_Directions:_ Rewrite the lines below, replacing "stone block" with "concrete ledge" and leaving everything else as it is.

_Data for this exercise:_
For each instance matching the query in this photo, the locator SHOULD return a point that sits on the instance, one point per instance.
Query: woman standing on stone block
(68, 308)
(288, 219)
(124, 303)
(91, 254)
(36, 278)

_Output of the exercise:_
For each instance matching the query in this photo, the locator SHOULD return a point that sits on the instance, one point per instance.
Query: woman standing on concrete ledge
(68, 308)
(288, 219)
(124, 303)
(91, 254)
(36, 278)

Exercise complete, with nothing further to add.